[Lines of data]

● ● ● ●

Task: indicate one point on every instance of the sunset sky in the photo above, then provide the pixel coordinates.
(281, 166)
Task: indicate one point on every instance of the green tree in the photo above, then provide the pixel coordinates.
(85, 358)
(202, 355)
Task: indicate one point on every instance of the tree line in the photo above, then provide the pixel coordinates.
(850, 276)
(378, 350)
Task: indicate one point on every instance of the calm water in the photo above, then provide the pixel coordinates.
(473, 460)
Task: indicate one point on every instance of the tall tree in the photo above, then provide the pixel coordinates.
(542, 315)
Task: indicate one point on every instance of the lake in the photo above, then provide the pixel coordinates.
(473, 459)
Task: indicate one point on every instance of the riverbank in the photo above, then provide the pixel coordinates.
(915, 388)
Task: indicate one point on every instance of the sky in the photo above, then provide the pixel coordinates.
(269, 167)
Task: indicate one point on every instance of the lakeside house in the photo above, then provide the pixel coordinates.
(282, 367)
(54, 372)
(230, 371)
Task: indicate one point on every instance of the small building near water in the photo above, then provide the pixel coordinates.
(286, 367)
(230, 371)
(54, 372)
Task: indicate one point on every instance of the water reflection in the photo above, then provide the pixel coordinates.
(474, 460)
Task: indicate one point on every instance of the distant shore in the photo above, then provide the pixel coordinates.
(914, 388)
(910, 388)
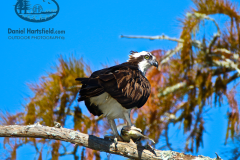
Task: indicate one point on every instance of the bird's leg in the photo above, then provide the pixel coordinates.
(114, 129)
(129, 123)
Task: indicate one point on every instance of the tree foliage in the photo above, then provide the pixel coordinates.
(196, 75)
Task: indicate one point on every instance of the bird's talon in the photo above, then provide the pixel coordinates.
(135, 128)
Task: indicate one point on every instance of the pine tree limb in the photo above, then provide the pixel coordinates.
(129, 150)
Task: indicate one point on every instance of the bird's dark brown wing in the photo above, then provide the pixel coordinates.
(124, 83)
(128, 86)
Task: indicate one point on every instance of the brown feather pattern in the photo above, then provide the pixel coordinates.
(124, 82)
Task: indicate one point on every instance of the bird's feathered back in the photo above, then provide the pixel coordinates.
(124, 82)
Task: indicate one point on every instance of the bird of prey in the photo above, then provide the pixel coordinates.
(113, 92)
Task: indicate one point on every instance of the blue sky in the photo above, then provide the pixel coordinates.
(93, 30)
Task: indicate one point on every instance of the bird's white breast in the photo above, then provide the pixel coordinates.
(109, 106)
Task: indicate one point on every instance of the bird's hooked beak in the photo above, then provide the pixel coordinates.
(155, 63)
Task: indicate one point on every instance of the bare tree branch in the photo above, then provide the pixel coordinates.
(130, 150)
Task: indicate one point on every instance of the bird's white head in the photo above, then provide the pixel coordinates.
(143, 59)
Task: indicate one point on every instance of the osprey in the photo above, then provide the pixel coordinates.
(113, 92)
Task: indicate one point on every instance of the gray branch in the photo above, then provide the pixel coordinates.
(130, 150)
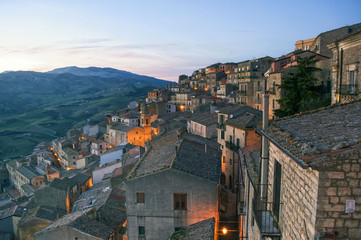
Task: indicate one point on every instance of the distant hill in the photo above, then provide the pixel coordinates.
(105, 73)
(38, 107)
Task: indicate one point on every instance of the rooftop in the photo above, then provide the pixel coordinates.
(28, 172)
(251, 159)
(42, 212)
(310, 135)
(200, 157)
(130, 115)
(28, 189)
(70, 151)
(245, 121)
(80, 178)
(160, 155)
(63, 184)
(11, 211)
(82, 223)
(238, 110)
(201, 230)
(94, 197)
(195, 155)
(206, 119)
(120, 127)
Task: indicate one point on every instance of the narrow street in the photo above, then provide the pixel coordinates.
(228, 218)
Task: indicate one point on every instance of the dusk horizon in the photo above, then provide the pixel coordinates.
(162, 39)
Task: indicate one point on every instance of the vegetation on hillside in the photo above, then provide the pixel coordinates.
(299, 90)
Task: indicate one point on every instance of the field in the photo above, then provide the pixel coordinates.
(20, 133)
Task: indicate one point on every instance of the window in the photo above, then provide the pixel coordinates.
(277, 189)
(180, 201)
(141, 230)
(140, 197)
(352, 81)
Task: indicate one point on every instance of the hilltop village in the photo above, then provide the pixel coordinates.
(206, 158)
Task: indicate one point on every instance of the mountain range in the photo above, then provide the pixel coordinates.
(39, 106)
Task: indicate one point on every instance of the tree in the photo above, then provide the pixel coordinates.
(298, 89)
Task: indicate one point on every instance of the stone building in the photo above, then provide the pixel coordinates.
(204, 125)
(131, 119)
(108, 206)
(205, 230)
(236, 126)
(24, 178)
(345, 64)
(213, 80)
(98, 147)
(117, 133)
(62, 193)
(174, 185)
(309, 183)
(320, 43)
(252, 80)
(79, 225)
(9, 218)
(37, 218)
(4, 176)
(284, 65)
(304, 44)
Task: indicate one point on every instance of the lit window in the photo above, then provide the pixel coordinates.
(180, 201)
(140, 197)
(141, 231)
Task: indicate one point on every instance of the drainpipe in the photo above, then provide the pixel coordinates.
(265, 147)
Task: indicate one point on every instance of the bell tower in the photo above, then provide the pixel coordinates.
(145, 123)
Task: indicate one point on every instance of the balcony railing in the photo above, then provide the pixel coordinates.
(266, 222)
(232, 147)
(258, 88)
(221, 126)
(349, 89)
(257, 100)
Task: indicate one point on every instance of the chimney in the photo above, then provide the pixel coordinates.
(265, 147)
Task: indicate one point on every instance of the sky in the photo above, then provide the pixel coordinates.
(162, 39)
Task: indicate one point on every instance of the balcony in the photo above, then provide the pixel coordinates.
(350, 89)
(272, 90)
(258, 88)
(232, 147)
(257, 100)
(265, 219)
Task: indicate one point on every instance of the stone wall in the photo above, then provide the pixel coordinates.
(298, 196)
(157, 214)
(340, 180)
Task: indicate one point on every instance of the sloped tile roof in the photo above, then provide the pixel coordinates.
(308, 135)
(201, 230)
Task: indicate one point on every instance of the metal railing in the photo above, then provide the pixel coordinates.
(348, 89)
(257, 100)
(232, 146)
(221, 126)
(265, 219)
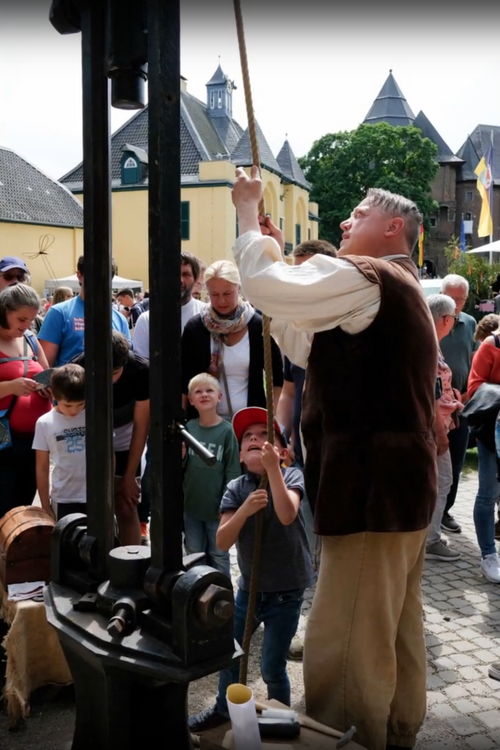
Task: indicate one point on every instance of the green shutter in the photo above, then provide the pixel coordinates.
(184, 220)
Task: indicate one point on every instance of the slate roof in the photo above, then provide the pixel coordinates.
(242, 154)
(290, 167)
(390, 105)
(27, 194)
(444, 155)
(475, 147)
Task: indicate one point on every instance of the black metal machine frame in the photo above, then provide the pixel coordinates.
(137, 625)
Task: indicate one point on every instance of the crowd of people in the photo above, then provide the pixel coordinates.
(371, 384)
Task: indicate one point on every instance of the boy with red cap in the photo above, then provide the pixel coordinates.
(286, 567)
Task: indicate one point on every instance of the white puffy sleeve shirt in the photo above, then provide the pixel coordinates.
(317, 295)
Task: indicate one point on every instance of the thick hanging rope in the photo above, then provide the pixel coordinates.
(268, 364)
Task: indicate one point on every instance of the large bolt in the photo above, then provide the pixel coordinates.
(117, 624)
(213, 606)
(223, 609)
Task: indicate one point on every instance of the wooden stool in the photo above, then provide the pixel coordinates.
(34, 654)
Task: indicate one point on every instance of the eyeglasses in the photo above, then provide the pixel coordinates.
(11, 276)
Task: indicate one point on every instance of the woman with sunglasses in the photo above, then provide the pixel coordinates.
(21, 401)
(12, 271)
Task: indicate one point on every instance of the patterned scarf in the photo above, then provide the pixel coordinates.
(220, 326)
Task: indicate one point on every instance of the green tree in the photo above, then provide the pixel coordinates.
(342, 166)
(476, 269)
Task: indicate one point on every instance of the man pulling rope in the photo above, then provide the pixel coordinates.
(370, 467)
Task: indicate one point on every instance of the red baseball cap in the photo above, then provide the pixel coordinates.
(253, 415)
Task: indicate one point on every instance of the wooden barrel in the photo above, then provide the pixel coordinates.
(25, 534)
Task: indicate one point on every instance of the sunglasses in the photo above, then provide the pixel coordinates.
(11, 276)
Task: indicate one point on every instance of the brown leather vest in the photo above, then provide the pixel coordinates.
(368, 413)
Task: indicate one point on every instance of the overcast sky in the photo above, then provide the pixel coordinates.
(314, 69)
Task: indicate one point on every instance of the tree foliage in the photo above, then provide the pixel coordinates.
(476, 269)
(342, 166)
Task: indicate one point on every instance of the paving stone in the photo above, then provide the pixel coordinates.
(464, 725)
(434, 696)
(483, 642)
(442, 650)
(449, 676)
(486, 657)
(434, 682)
(465, 706)
(487, 704)
(444, 662)
(432, 640)
(469, 673)
(467, 634)
(445, 711)
(480, 742)
(465, 660)
(463, 646)
(457, 691)
(490, 718)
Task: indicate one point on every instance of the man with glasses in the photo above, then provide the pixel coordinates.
(12, 271)
(458, 347)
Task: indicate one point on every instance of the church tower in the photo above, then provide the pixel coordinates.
(220, 95)
(390, 106)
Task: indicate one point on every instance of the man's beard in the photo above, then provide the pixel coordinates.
(186, 294)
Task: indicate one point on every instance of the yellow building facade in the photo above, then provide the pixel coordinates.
(61, 248)
(212, 145)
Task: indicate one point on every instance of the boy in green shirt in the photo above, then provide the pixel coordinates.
(205, 485)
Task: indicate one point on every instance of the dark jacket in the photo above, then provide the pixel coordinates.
(368, 413)
(196, 354)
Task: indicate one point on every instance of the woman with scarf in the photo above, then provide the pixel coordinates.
(225, 340)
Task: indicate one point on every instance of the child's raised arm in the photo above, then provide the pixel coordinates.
(232, 521)
(286, 501)
(42, 479)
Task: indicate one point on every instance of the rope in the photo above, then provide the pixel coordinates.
(268, 364)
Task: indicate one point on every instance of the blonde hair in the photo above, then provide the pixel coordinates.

● ● ● ●

EXERCISE TASK: Could you copy the items again, requests included, starting at the line that contains "Task: indicate one point on every instance of the rope" and ending at the last line of the items, with every number in the answer coordinates raised by 13?

WRITTEN RESPONSE:
Task: indicate one point on every instance of the rope in the photo above, then provide the pixel coordinates.
(281, 377)
Task: indicate one point on every instance of the blonde hair in the photo above, then provide the pixel coordinates.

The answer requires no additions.